Work to complete: For the data below, report the number of lines that contain the string "yellow" and nothing else.

Provided records:
------------------------------------------------------------------------
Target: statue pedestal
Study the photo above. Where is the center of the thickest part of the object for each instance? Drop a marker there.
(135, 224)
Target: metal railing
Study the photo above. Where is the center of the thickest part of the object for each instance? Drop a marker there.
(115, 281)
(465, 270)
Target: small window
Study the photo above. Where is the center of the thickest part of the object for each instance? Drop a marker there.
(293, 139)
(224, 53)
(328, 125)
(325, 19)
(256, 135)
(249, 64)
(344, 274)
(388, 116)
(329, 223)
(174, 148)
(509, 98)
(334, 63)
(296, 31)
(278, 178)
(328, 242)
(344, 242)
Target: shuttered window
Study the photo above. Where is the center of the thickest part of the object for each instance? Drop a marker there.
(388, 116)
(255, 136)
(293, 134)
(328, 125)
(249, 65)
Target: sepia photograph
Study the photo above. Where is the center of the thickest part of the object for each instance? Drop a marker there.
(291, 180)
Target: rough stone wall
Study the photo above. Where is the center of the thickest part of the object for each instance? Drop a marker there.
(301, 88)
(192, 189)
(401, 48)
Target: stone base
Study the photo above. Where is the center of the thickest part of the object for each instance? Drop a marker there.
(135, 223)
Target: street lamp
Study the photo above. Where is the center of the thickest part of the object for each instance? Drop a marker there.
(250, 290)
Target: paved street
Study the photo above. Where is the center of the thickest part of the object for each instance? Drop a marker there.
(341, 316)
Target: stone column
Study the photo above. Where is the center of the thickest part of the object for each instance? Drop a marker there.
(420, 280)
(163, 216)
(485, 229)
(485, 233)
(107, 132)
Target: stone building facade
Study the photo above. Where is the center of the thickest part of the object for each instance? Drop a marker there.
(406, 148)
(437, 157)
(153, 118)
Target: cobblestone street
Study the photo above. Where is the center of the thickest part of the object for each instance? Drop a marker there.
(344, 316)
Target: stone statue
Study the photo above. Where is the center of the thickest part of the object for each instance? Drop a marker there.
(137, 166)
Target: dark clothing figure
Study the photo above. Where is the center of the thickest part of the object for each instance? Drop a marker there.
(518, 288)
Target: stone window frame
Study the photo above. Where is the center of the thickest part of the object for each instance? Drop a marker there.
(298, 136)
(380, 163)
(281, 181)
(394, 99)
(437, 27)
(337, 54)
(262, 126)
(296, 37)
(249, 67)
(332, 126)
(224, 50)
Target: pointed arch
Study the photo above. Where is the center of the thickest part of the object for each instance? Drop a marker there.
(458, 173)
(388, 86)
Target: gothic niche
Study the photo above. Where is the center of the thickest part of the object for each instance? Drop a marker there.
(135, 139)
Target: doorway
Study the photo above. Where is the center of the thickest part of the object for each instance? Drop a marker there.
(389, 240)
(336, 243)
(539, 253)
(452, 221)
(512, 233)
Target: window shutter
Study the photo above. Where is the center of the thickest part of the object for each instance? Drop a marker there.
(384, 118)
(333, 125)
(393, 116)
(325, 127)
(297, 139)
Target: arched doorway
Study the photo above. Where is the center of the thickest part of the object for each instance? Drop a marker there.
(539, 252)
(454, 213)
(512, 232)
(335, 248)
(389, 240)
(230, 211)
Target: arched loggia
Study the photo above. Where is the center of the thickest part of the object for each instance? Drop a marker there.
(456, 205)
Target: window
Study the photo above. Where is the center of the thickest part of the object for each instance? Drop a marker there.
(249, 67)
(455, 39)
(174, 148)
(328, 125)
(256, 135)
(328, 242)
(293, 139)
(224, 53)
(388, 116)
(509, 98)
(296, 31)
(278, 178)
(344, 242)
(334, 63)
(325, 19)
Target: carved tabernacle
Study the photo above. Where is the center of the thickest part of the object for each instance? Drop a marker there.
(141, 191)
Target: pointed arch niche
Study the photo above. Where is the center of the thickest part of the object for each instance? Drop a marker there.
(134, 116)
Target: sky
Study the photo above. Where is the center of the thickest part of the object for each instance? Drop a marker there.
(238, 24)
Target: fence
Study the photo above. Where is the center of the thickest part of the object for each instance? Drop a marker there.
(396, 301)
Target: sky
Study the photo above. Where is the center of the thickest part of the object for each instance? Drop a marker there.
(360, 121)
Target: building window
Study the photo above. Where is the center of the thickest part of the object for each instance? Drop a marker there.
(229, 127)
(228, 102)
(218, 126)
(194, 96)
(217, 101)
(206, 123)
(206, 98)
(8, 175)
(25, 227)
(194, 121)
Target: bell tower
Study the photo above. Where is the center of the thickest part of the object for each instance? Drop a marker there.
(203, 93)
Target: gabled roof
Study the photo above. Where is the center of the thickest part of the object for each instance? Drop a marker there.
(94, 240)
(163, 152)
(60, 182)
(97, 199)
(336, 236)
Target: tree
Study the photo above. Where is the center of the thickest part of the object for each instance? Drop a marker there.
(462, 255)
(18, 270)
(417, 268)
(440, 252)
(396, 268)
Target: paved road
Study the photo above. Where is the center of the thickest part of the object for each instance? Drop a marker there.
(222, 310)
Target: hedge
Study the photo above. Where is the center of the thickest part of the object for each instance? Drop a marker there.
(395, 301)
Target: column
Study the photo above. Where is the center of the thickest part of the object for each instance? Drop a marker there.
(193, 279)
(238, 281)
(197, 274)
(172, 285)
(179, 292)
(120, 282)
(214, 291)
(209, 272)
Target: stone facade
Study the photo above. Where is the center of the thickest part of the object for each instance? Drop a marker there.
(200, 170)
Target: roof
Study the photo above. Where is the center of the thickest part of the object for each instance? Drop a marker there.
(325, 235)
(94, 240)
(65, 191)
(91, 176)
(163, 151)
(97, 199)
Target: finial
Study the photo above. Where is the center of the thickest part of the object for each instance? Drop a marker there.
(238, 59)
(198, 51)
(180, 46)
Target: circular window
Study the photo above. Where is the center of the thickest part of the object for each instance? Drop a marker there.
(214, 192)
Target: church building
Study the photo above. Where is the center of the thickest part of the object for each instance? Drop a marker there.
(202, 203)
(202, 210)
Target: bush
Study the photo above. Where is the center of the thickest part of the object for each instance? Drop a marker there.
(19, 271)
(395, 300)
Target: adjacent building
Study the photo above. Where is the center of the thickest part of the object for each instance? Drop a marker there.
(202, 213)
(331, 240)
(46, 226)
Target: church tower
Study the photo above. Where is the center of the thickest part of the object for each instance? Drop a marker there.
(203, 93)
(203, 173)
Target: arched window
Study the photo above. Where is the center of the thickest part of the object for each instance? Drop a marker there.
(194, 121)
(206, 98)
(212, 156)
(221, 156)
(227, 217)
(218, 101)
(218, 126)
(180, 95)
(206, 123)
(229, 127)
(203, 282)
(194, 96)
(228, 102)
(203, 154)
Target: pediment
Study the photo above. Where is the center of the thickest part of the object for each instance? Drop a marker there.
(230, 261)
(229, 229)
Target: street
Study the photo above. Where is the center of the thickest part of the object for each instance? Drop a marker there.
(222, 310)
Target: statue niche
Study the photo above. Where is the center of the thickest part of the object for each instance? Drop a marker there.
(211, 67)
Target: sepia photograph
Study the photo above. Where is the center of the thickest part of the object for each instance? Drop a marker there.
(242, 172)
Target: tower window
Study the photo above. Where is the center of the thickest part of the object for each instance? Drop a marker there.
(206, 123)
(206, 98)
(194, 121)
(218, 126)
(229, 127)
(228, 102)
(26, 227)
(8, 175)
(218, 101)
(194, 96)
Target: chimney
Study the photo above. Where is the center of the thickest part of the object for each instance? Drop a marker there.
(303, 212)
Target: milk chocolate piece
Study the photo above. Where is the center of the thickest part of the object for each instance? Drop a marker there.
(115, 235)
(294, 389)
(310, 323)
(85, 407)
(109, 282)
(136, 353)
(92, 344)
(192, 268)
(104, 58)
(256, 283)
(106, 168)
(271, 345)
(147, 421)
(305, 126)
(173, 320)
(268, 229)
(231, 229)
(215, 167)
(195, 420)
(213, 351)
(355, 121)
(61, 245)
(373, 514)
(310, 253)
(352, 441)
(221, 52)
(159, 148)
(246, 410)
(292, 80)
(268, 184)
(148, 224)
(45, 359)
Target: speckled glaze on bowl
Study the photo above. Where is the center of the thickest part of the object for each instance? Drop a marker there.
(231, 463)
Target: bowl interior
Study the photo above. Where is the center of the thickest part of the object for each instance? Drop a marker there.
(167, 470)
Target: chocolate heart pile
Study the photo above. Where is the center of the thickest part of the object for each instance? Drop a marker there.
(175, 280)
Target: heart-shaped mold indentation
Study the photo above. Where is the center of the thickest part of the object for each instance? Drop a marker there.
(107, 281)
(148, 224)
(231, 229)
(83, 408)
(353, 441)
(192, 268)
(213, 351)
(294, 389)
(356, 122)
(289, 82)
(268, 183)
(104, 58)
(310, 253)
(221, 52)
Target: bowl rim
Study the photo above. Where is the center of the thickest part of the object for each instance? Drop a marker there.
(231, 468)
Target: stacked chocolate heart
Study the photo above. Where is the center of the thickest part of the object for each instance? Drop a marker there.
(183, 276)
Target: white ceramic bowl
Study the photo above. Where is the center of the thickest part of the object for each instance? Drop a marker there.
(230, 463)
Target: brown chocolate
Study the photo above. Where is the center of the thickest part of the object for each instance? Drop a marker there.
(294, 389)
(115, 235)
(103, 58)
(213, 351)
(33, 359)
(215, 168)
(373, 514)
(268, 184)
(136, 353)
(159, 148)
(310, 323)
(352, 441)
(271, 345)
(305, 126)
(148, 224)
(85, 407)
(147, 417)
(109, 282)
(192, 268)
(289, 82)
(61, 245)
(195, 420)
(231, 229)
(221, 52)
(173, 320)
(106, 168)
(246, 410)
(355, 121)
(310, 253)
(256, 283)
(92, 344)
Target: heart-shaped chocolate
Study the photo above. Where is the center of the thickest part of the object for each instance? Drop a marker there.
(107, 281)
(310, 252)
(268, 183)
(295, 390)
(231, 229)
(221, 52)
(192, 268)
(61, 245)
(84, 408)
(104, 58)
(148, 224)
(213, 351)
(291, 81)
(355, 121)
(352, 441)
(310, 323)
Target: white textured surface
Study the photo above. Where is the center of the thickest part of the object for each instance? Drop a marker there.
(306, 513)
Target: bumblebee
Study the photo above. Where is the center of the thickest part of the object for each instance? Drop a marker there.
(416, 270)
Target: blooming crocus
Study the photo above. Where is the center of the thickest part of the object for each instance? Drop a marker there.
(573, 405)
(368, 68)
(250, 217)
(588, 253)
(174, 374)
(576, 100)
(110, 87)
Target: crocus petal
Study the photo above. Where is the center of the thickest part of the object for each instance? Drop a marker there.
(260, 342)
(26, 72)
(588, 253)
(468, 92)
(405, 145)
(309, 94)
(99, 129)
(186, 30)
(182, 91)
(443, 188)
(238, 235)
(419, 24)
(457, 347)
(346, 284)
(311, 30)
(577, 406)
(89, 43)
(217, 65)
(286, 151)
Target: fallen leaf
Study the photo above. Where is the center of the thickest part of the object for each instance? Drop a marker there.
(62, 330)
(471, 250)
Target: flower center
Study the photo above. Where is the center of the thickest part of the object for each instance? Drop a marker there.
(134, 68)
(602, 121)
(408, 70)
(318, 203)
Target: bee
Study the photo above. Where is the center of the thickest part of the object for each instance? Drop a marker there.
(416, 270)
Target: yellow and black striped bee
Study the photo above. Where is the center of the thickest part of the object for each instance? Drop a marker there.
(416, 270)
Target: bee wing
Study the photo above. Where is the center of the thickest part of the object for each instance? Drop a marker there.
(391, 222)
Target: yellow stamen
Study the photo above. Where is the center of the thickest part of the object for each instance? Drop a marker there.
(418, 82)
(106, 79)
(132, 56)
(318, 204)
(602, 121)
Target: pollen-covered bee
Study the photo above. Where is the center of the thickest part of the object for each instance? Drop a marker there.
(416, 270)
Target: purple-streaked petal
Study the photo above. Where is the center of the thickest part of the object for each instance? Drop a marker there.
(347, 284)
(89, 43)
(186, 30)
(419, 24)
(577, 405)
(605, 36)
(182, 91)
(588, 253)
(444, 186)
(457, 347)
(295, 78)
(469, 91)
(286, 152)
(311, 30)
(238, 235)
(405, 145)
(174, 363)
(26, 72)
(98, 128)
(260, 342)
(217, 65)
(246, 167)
------------------------------------------------------------------------
Output for this exercise: 2